**** BRANO DEL DOCUMENTO
Come tutti gli idoli, il denaro è «falso e bugiardo»: promette la sicurezza e invece la toglie; promette libertà e invece la distrugge. San Francesco d’Assisi descrive, con una severità insolita, la fine di una persona vissuta solo per aumentare il suo «capitale». Si avvicina la morte; si fa venire il sacerdote. Questi chiede al moribondo: «Vuoi il perdono di tutti i tuoi peccati?», e lui risponde di sì. E il sacerdote: «Sei pronto a soddisfare ai torti commessi, restituendo le cose che hai frodato ad altri?». Ed egli: «Non posso». «Perché non puoi?». «Perché ho già lasciato tutto nelle mani dei miei parenti e amici». E così egli muore impenitente e appena morto i parenti e gli amici dicono tra loro: «Maledetta l’anima sua! Poteva guadagnare di più e lasciarcelo, e non l’ha fatto!» (cfr. San Francesco, Lettera a tutti i fedeli 12, Fonti Francescane, 205).
********
**** ELENCO FORNITO
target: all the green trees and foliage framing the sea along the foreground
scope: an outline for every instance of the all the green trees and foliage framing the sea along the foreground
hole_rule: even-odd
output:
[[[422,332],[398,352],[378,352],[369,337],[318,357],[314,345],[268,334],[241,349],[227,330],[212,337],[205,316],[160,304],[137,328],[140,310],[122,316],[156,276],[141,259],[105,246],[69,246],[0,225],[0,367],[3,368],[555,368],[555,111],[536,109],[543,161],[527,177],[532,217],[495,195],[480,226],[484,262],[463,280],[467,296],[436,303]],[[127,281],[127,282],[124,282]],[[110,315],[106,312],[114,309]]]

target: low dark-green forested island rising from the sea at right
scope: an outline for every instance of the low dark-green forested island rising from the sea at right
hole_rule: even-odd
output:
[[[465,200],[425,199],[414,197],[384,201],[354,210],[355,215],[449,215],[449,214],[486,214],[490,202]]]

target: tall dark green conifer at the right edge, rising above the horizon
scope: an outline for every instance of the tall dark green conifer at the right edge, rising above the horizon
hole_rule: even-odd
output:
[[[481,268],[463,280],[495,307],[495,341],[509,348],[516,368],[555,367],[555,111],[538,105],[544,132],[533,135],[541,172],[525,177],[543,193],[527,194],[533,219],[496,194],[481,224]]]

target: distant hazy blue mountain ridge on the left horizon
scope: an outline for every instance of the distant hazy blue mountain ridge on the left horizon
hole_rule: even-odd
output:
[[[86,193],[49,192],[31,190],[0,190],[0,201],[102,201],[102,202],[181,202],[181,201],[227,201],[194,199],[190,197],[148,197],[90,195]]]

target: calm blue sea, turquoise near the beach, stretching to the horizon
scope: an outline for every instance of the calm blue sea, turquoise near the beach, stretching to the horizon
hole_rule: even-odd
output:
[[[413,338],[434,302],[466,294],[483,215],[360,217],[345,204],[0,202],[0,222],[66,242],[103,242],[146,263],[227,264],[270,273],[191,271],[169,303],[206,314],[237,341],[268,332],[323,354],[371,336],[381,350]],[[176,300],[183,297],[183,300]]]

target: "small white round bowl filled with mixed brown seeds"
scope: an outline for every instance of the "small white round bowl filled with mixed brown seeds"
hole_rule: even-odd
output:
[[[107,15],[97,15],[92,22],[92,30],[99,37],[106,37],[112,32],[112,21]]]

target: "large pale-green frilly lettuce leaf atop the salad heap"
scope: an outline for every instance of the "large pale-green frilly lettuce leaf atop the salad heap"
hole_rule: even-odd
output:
********
> _COMPITI DA SVOLGERE_
(a) Trascriva fedelmente dal brano sul denaro la parte che va da "Come tutti gli" fino a "Fonti Francescane, 205)." compreso.
(b) Riporti, nell'ordine in cui compaiono, tutte le domande citate tra virgolette nel brano sul denaro.

> _RISULTATI DELL'ESERCIZIO_
(a)
Come tutti gli idoli, il denaro è «falso e bugiardo»: promette la sicurezza e invece la toglie; promette libertà e invece la distrugge. San Francesco d’Assisi descrive, con una severità insolita, la fine di una persona vissuta solo per aumentare il suo «capitale». Si avvicina la morte; si fa venire il sacerdote. Questi chiede al moribondo: «Vuoi il perdono di tutti i tuoi peccati?», e lui risponde di sì. E il sacerdote: «Sei pronto a soddisfare ai torti commessi, restituendo le cose che hai frodato ad altri?». Ed egli: «Non posso». «Perché non puoi?». «Perché ho già lasciato tutto nelle mani dei miei parenti e amici». E così egli muore impenitente e appena morto i parenti e gli amici dicono tra loro: «Maledetta l’anima sua! Poteva guadagnare di più e lasciarcelo, e non l’ha fatto!» (cfr. San Francesco, Lettera a tutti i fedeli 12, Fonti Francescane, 205).

(b)
- «Vuoi il perdono di tutti i tuoi peccati?»
- «Sei pronto a soddisfare ai torti commessi, restituendo le cose che hai frodato ad altri?»
- «Perché non puoi?»